= GIVEN REQUEST =
Rewrite the stretch of rows below, from the line containing "Q: Point out the white" through the line containing "x=361 y=161", with every "orange cat's" changed to "ginger cat's" and everything else left the same. Return only those lines.

= RECORDS FOR PROCESSING =
——
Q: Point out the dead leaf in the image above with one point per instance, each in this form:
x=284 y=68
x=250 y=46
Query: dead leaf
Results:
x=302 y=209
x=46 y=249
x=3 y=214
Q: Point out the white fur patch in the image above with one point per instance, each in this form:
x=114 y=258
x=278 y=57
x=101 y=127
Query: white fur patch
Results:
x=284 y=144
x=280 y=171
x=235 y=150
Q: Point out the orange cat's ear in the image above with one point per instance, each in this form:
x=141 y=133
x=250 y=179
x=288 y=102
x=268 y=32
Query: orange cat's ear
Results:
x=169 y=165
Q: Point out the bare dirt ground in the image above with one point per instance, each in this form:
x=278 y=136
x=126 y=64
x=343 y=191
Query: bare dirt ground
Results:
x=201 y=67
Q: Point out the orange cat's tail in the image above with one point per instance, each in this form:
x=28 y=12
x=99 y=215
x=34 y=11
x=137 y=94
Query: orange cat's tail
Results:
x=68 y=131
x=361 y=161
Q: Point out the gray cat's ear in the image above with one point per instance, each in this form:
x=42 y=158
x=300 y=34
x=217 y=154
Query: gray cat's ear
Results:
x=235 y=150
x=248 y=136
——
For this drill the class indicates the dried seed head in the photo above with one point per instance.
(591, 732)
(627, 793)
——
= FINAL RESULT =
Q: Point out the white fur patch in the image above with one point per instance, each in this form:
x=114 y=258
x=278 y=57
x=101 y=127
Query: white fur patch
Results:
x=284 y=144
x=280 y=171
x=235 y=150
Q: Point out the ginger cat's ear in the image above with one point per instance, each in this form:
x=141 y=133
x=250 y=179
x=288 y=102
x=268 y=32
Query: ginger cat's ear
Results:
x=169 y=165
Q: Point out the bare dirt ground in the image above with one point per instance, each in this form:
x=278 y=136
x=126 y=64
x=343 y=191
Query: bare dirt ground
Results:
x=201 y=67
Q: Point out the ginger cat's tail in the image above with one point per instance, each in this form:
x=28 y=12
x=99 y=215
x=34 y=11
x=137 y=94
Query: ginger cat's tail
Results:
x=68 y=131
x=361 y=161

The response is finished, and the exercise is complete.